* **WHAT YOU ARE ASKED TO DO**:
Arrange the rows below as a JSON list of strings, one string per line and with blank lines omitted. Include only the stretch from the first row through the line containing "(0, 116), (22, 130)", both ends included.

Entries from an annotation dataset
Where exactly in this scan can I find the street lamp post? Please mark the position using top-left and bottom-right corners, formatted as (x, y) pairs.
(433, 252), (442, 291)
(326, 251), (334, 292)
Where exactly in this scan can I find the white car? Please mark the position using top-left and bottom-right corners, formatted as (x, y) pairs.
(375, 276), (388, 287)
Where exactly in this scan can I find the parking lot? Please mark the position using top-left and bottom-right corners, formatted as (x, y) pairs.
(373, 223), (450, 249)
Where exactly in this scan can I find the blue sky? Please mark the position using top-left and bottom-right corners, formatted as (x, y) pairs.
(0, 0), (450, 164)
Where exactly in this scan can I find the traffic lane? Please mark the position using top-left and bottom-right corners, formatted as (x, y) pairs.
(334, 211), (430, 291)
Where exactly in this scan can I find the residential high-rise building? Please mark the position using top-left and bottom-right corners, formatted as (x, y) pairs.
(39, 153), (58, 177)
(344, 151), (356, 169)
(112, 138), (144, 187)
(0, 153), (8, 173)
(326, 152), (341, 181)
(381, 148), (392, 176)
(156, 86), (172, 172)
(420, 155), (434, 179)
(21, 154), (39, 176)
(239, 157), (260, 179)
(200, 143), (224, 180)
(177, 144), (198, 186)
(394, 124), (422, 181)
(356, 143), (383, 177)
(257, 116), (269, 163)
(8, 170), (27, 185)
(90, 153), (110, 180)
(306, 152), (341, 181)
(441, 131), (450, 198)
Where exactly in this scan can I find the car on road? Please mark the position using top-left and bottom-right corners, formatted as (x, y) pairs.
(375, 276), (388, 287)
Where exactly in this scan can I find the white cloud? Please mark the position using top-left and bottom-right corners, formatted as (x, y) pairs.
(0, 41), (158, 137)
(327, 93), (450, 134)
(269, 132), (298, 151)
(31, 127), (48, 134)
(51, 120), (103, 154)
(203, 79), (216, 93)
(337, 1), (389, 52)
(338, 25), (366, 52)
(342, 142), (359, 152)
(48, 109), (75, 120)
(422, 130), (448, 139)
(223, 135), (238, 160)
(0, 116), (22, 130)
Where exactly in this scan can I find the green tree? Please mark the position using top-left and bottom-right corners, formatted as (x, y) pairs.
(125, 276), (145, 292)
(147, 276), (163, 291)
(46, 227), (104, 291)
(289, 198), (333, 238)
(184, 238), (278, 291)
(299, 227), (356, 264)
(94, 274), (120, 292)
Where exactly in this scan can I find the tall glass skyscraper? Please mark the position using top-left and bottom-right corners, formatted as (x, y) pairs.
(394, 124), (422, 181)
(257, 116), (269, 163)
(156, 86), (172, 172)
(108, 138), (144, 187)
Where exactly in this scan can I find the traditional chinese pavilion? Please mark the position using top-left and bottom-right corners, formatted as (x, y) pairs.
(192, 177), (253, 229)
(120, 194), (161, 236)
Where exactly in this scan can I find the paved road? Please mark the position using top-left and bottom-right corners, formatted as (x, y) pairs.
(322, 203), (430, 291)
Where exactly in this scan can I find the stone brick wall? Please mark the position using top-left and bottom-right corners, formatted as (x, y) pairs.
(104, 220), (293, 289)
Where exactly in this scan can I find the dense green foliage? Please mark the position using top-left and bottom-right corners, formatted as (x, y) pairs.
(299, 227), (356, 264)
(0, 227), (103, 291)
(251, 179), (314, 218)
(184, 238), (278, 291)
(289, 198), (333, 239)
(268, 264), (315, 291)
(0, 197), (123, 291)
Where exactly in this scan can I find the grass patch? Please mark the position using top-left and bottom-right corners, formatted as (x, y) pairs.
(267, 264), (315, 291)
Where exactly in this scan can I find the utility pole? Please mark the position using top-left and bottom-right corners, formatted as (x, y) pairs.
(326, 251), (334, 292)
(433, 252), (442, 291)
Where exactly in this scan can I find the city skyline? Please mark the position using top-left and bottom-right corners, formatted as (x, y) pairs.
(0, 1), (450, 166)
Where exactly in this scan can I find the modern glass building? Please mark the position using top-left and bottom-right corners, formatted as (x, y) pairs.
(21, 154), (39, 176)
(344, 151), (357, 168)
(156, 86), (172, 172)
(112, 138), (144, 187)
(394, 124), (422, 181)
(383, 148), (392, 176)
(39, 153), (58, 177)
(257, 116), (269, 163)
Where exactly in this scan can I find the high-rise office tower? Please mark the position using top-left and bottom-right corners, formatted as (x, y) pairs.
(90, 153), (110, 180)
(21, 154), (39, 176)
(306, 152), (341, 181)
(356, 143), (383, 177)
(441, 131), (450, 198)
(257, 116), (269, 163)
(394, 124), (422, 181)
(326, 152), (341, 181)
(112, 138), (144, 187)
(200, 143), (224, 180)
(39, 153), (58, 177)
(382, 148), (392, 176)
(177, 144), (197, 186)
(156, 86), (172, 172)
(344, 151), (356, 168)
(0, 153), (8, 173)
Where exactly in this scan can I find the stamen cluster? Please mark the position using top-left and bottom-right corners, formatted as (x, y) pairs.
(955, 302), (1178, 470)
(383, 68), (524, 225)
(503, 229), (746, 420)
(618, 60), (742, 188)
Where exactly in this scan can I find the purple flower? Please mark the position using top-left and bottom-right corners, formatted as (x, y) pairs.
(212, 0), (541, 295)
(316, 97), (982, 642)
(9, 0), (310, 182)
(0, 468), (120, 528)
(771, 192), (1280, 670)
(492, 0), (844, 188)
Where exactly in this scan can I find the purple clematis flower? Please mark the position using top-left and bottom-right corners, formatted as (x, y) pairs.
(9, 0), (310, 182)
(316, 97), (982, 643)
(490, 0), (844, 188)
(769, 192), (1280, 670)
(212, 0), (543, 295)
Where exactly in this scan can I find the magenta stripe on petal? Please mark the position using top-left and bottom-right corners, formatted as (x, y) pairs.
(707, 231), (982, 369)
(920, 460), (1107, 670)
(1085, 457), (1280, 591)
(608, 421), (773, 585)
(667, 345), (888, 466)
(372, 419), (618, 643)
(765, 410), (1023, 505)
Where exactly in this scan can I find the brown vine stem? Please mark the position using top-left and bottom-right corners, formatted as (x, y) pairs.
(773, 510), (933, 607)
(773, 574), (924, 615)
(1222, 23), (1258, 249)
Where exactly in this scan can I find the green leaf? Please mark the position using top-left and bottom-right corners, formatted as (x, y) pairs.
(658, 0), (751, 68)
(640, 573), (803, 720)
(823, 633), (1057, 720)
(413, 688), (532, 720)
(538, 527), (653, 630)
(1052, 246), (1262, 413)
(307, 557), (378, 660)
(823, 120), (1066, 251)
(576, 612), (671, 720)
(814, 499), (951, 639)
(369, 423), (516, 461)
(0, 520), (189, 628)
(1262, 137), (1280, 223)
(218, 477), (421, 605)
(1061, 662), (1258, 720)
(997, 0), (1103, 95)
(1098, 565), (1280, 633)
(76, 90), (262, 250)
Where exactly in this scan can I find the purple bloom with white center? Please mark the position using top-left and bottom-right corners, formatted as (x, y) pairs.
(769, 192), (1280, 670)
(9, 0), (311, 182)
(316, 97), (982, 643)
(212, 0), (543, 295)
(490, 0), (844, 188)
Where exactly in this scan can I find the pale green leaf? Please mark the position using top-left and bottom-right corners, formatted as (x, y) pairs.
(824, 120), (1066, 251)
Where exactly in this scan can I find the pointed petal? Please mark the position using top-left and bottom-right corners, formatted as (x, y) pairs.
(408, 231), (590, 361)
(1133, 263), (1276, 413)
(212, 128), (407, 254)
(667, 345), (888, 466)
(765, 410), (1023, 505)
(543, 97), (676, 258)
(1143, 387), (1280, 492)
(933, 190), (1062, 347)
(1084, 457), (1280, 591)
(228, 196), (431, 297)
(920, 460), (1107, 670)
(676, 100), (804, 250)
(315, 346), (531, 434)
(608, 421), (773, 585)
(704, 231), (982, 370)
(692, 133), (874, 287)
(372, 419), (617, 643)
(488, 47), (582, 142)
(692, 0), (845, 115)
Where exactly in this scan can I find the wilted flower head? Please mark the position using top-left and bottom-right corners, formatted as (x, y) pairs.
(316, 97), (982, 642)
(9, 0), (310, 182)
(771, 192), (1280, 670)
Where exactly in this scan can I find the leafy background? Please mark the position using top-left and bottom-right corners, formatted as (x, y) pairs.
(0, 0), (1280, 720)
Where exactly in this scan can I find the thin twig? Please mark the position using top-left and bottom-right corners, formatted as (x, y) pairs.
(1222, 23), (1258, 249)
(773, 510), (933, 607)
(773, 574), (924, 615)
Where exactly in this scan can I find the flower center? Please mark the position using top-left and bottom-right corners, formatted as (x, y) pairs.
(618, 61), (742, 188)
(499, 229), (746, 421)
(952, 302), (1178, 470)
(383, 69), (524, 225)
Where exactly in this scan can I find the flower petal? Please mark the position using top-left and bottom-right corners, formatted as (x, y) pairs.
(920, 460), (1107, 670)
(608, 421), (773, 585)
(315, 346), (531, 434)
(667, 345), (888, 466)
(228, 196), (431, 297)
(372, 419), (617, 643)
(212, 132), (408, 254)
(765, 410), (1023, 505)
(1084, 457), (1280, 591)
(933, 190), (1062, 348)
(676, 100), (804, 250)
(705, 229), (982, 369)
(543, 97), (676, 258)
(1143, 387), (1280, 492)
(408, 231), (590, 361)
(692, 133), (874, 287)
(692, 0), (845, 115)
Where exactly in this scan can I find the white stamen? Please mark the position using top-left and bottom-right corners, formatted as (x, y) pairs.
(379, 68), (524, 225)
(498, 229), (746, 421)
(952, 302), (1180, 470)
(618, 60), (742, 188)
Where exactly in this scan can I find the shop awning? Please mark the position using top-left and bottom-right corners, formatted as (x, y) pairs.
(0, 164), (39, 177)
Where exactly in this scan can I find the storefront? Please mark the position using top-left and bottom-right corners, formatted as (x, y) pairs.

* **ANSWER TO THE TASK**:
[
  "Where exactly in this scan can I find the street lamp post? Please mark the position using top-left and bottom-right corners, formatted as (x, y) pairs.",
  "(433, 252), (442, 291)",
  "(326, 251), (334, 292)",
  "Where exactly in this scan can I find the white car? Please mark the position using top-left and bottom-right corners, formatted as (x, y) pairs.",
  "(375, 276), (388, 287)",
  "Where exactly in this scan can I find the parking lot? Please mark the position using top-left and bottom-right corners, formatted as (x, y) pairs.",
  "(373, 223), (450, 249)",
  "Where exactly in this scan can I find the blue sky? Please mark the position using top-left and bottom-right corners, formatted as (x, y) pairs.",
  "(0, 0), (450, 164)",
  "Where exactly in this scan can I find the traffic lane? Please mark the position using top-left and bottom-right corners, formatted as (x, y) pairs.",
  "(334, 211), (430, 291)",
  "Where exactly in this scan can I find the residential high-rise building? Please mark the position using top-left and bottom-right corners, formatted as (x, y) pairs.",
  "(39, 153), (58, 177)",
  "(344, 151), (356, 169)",
  "(112, 138), (144, 187)",
  "(0, 153), (8, 173)",
  "(326, 152), (341, 181)",
  "(381, 148), (392, 176)",
  "(156, 86), (172, 172)",
  "(420, 155), (434, 179)",
  "(21, 154), (39, 176)",
  "(239, 157), (260, 179)",
  "(200, 143), (224, 180)",
  "(177, 144), (198, 186)",
  "(394, 124), (422, 181)",
  "(356, 143), (383, 177)",
  "(257, 116), (269, 163)",
  "(8, 170), (27, 185)",
  "(90, 153), (110, 180)",
  "(306, 152), (341, 181)",
  "(441, 131), (450, 198)",
  "Where exactly in this scan can I find the car on road? Please mark the position using top-left and bottom-right corners, formatted as (x, y) pairs.",
  "(375, 276), (388, 287)",
  "Where exactly in this scan can I find the white cloud? Please mark the position using top-left and bottom-right corners, formatted as (x, y) pairs.",
  "(0, 41), (158, 137)",
  "(327, 93), (450, 134)",
  "(269, 132), (298, 151)",
  "(31, 127), (48, 134)",
  "(51, 120), (103, 154)",
  "(203, 79), (216, 93)",
  "(337, 1), (389, 52)",
  "(338, 25), (366, 52)",
  "(342, 142), (359, 152)",
  "(48, 109), (75, 120)",
  "(422, 130), (448, 139)",
  "(223, 135), (238, 160)",
  "(0, 116), (22, 130)"
]